Entries from an annotation dataset
▬▬▬
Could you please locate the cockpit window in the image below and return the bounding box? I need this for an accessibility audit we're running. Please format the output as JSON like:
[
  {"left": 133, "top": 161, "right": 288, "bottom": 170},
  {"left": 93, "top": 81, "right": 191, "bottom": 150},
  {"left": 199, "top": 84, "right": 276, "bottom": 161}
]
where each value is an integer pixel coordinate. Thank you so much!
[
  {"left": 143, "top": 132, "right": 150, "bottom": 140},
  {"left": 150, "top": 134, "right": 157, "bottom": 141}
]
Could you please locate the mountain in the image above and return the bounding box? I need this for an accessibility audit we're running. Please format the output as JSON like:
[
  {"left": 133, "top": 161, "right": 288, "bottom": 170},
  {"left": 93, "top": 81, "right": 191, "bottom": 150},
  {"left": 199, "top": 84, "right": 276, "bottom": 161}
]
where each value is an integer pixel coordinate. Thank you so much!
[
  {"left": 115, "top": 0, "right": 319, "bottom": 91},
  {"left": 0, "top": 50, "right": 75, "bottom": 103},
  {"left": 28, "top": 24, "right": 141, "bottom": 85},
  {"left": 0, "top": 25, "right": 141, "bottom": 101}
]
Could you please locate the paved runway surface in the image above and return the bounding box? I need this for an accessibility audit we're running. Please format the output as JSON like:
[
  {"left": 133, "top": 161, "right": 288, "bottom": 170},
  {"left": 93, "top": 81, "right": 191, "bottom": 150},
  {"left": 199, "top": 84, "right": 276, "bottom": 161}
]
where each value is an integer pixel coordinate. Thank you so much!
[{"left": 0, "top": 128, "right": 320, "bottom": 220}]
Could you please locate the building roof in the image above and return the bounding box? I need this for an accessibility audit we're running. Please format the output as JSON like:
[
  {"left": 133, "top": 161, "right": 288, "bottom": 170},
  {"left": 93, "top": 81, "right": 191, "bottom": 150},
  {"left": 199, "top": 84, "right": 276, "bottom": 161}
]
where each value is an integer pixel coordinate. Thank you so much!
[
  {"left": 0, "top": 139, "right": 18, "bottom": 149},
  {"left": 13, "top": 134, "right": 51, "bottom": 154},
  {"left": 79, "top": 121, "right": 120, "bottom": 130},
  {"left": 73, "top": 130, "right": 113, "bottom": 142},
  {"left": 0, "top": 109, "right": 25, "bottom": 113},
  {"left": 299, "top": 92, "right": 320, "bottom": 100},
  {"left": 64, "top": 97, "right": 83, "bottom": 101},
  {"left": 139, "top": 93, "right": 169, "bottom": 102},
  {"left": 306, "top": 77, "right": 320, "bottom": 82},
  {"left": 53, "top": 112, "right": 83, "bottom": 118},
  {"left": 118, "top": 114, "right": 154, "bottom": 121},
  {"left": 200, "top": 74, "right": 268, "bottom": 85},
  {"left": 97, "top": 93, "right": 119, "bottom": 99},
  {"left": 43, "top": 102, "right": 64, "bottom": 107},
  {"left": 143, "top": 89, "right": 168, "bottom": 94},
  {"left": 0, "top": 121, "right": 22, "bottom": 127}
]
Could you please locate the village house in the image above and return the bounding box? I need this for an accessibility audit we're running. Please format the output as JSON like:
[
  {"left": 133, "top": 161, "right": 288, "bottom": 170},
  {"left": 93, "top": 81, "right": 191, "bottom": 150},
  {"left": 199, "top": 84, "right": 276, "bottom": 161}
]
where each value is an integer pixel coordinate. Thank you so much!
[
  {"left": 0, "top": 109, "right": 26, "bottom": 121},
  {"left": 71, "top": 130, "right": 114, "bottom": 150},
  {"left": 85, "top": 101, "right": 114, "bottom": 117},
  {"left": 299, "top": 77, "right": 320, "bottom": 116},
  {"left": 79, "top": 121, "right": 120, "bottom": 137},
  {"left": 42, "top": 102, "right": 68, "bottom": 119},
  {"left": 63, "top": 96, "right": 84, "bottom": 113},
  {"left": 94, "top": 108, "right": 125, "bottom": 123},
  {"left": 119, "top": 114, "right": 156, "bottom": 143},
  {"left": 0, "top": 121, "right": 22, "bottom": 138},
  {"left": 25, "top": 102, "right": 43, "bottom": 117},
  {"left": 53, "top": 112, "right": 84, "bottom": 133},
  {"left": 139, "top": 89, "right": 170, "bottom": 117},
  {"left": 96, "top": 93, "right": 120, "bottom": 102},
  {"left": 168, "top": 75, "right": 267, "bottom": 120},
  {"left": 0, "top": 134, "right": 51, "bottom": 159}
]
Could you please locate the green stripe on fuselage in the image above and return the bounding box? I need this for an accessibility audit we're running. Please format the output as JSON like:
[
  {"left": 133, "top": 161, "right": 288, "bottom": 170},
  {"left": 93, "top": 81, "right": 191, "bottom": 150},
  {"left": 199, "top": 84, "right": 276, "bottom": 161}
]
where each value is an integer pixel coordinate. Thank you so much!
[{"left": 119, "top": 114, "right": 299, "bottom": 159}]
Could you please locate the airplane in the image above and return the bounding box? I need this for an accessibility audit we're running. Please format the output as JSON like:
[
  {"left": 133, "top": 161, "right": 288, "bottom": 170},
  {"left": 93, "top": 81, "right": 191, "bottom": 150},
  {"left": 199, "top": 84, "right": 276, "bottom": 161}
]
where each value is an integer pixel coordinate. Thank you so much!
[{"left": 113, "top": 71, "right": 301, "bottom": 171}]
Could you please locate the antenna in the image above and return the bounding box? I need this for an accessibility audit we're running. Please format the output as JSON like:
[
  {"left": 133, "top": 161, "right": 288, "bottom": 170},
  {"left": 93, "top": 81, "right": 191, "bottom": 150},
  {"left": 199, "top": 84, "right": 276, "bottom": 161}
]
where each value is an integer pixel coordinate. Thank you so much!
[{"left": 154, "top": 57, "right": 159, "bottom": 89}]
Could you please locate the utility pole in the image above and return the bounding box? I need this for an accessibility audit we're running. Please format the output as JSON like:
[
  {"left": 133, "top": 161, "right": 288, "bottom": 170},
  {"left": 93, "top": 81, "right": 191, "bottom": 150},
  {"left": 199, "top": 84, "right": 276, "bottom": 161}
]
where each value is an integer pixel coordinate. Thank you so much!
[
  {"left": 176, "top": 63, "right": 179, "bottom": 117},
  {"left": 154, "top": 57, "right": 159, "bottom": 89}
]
▬▬▬
• _INSTRUCTIONS FOR THE TASK_:
List each line from the records above that contains the word "paved", copying every such line in full.

• _FULL OUTPUT_:
Could you please locate the paved runway surface in the image above and return the bounding box? I need this for an accessibility audit we're running. Please format the output as JSON like:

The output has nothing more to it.